**TASK DETAILS**.
In the mailing-list reply on NSEnumerator, when the event loop drains, why is the retainCount found to be non-zero when it is compared with zero?

**TEXT UNDER STUDY**.
Re: NSEnumerator retaining objects?
Re: NSEnumerator retaining objects?
- Subject: Re: NSEnumerator retaining objects?
- From: j o a r <email@hidden>
- Date: Wed, 9 Mar 2005 19:57:53 +0100
In the general case it doesn't matter at all. However, if you're
creating lots and lots of objects (like more than 100.000 in one event
loop), it does make a significant difference to try to avoid
enumerators, autoreleased objects, et.c.
That said, you should not stop using these convenient objects /
patterns for that reason alone. Always start with a problem
description, and always follow up with a solid benchmark, before you
even start to think about removing them to improve performance.
j o a r
On 2005-03-09, at 19.48, John Stiles wrote:
I must be missing something. How does [[myObj retain] autorelease]
affect performance?
[myObj retain] incurs the overhead of:
objc_msgSend
retainCount++
[myObj autorelease] incurs the overhead of:
objc_msgSend
add one entry to the autorelease pool--it's unspecified how
NSAutoreleasePool stores its entries but it is likely to be very fast
Later on when the event loop drains, you have the overhead of:
objc_msgSend
retainCount--
compare retainCount with zero (it's non-zero since it was retained
above)
So it's not zero overhead, sure, but I honestly wouldn't expect any of
this to affect real-world performance measurements. Certainly not
enough overhead to generate this much list traffic.
So is there another performance implication I'm missing?

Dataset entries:
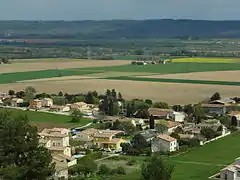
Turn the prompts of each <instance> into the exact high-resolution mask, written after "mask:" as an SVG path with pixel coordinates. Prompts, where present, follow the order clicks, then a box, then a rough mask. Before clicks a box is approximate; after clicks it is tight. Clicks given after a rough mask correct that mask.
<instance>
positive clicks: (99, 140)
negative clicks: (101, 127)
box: [93, 130, 125, 151]
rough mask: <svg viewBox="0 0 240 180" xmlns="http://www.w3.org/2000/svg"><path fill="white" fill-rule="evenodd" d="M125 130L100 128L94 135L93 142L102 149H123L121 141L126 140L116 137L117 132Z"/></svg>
mask: <svg viewBox="0 0 240 180" xmlns="http://www.w3.org/2000/svg"><path fill="white" fill-rule="evenodd" d="M121 133H124V132H123V131H113V130H98V131H97V132H96V133H95V134H94V136H93V144H94V145H96V146H97V147H98V148H100V149H105V150H110V151H122V148H121V143H123V142H125V140H124V139H122V138H115V136H116V135H117V134H121Z"/></svg>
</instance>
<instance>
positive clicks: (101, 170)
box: [98, 164, 111, 175]
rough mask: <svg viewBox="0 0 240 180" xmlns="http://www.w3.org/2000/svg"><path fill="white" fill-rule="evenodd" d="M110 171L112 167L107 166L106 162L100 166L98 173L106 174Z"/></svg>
mask: <svg viewBox="0 0 240 180" xmlns="http://www.w3.org/2000/svg"><path fill="white" fill-rule="evenodd" d="M110 171H111V169H110V168H109V167H107V166H106V165H105V164H102V165H101V166H100V167H99V170H98V174H99V175H106V174H109V173H110Z"/></svg>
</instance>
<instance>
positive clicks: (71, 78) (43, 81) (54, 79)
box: [18, 76, 97, 83]
mask: <svg viewBox="0 0 240 180" xmlns="http://www.w3.org/2000/svg"><path fill="white" fill-rule="evenodd" d="M93 78H97V77H94V76H63V77H54V78H42V79H31V80H25V81H18V82H19V83H27V82H46V81H64V80H76V79H93Z"/></svg>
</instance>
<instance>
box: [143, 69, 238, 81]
mask: <svg viewBox="0 0 240 180" xmlns="http://www.w3.org/2000/svg"><path fill="white" fill-rule="evenodd" d="M144 77H149V78H169V79H191V80H210V81H211V80H212V81H214V80H215V81H234V82H240V71H217V72H215V71H214V72H197V73H184V74H166V75H153V76H144Z"/></svg>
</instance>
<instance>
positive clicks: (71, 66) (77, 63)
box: [0, 59, 130, 74]
mask: <svg viewBox="0 0 240 180" xmlns="http://www.w3.org/2000/svg"><path fill="white" fill-rule="evenodd" d="M11 62H12V61H11ZM124 64H130V61H126V60H114V61H110V60H86V59H85V60H83V59H55V60H54V59H41V60H39V59H36V60H35V59H32V60H31V61H29V60H21V61H20V62H19V60H15V61H13V62H12V63H11V64H0V74H2V73H13V72H27V71H40V70H49V69H54V70H56V69H71V68H87V67H99V66H104V67H107V66H119V65H124Z"/></svg>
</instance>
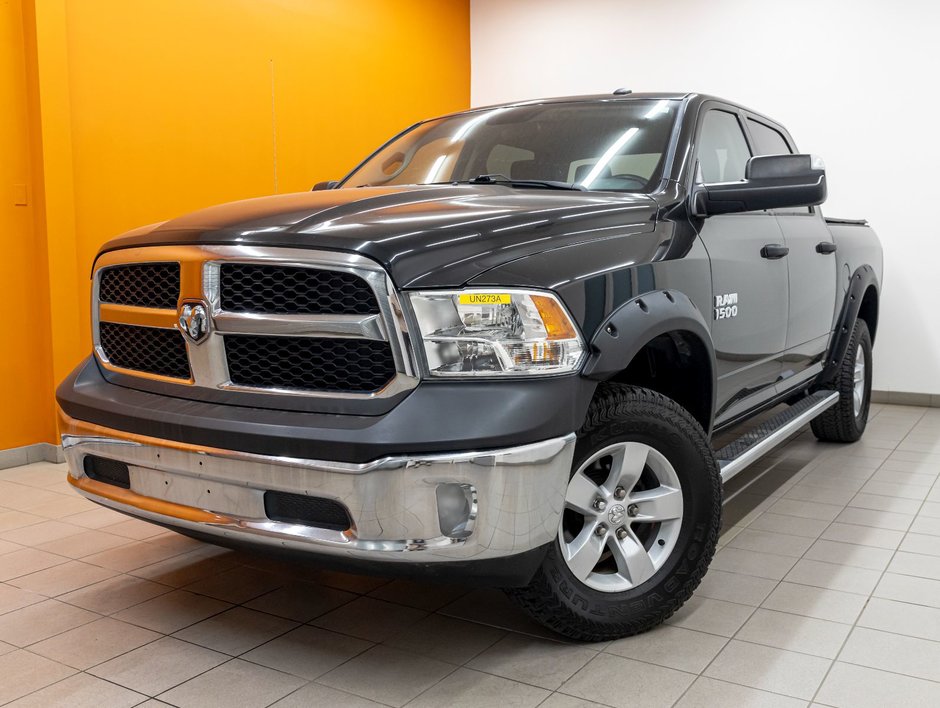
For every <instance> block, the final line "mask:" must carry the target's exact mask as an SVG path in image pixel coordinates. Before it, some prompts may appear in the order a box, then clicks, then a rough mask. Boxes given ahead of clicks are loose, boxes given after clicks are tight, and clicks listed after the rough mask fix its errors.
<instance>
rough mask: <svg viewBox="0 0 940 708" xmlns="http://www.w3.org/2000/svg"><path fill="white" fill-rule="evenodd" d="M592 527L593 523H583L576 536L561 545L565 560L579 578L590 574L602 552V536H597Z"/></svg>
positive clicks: (596, 564)
mask: <svg viewBox="0 0 940 708" xmlns="http://www.w3.org/2000/svg"><path fill="white" fill-rule="evenodd" d="M594 528H595V525H594V524H585V525H584V528H583V529H581V533H579V534H578V536H577V538H575V539H574V540H573V541H571V543H566V544H564V545H563V546H562V551H563V552H564V554H565V561H566V562H567V563H568V567H569V568H570V569H571V572H572V573H574V574H575V576H577V577H578V579H579V580H584V579H585V578H587V576H588V575H590V574H591V571H592V570H594V566H596V565H597V561H599V560H600V558H601V553H603V552H604V537H603V536H598V535H597V534H596V533H595V532H594Z"/></svg>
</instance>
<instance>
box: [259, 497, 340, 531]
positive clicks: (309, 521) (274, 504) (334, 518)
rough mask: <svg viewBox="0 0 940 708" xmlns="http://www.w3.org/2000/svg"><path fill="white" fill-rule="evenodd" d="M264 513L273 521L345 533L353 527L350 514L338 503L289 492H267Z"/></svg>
mask: <svg viewBox="0 0 940 708" xmlns="http://www.w3.org/2000/svg"><path fill="white" fill-rule="evenodd" d="M264 513H265V515H266V516H267V517H268V518H269V519H271V520H272V521H283V522H285V523H288V524H303V525H305V526H319V527H321V528H327V529H335V530H337V531H345V530H346V529H348V528H350V527H351V526H352V520H351V519H350V518H349V512H348V511H347V510H346V507H345V506H343V505H342V504H340V503H339V502H338V501H333V500H332V499H324V498H323V497H308V496H307V495H305V494H290V493H289V492H265V493H264Z"/></svg>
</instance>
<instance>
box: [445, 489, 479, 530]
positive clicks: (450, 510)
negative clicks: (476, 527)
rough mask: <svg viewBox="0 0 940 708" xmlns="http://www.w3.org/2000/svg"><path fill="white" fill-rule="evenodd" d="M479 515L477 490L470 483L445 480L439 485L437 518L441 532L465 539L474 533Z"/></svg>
mask: <svg viewBox="0 0 940 708" xmlns="http://www.w3.org/2000/svg"><path fill="white" fill-rule="evenodd" d="M476 517H477V490H476V489H475V488H474V487H473V486H472V485H469V484H457V483H453V482H445V483H443V484H439V485H437V518H438V521H439V522H440V525H441V534H442V535H444V536H447V537H448V538H455V539H464V538H467V537H469V536H470V534H471V533H473V522H474V521H476Z"/></svg>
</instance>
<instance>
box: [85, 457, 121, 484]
mask: <svg viewBox="0 0 940 708" xmlns="http://www.w3.org/2000/svg"><path fill="white" fill-rule="evenodd" d="M82 467H83V468H84V470H85V474H86V475H88V476H89V477H90V478H91V479H93V480H95V481H96V482H104V483H105V484H110V485H112V486H115V487H121V488H122V489H130V488H131V473H130V470H129V469H128V467H127V464H126V463H124V462H119V461H118V460H109V459H108V458H107V457H98V456H97V455H88V456H87V457H86V458H85V460H84V462H83V463H82Z"/></svg>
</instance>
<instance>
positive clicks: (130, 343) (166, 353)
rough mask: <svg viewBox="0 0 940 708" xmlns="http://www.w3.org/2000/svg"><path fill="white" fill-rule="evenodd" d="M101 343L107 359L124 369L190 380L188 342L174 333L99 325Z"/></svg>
mask: <svg viewBox="0 0 940 708" xmlns="http://www.w3.org/2000/svg"><path fill="white" fill-rule="evenodd" d="M98 327H99V330H98V331H99V343H100V344H101V349H102V350H103V351H104V355H105V357H107V359H108V361H109V362H110V363H111V364H112V365H113V366H117V367H119V368H121V369H132V370H134V371H143V372H146V373H149V374H158V375H160V376H169V377H171V378H174V379H188V378H189V376H190V373H189V359H188V357H187V356H186V342H185V341H184V340H183V335H182V334H180V333H179V332H178V331H177V330H175V329H157V328H155V327H138V326H137V325H125V324H117V323H115V322H100V323H99V325H98Z"/></svg>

**RESPONSE**.
The count is non-zero because the object was retained earlier through [myObj retain]. The decrement performed when the autorelease pool drains therefore does not bring the count down to zero.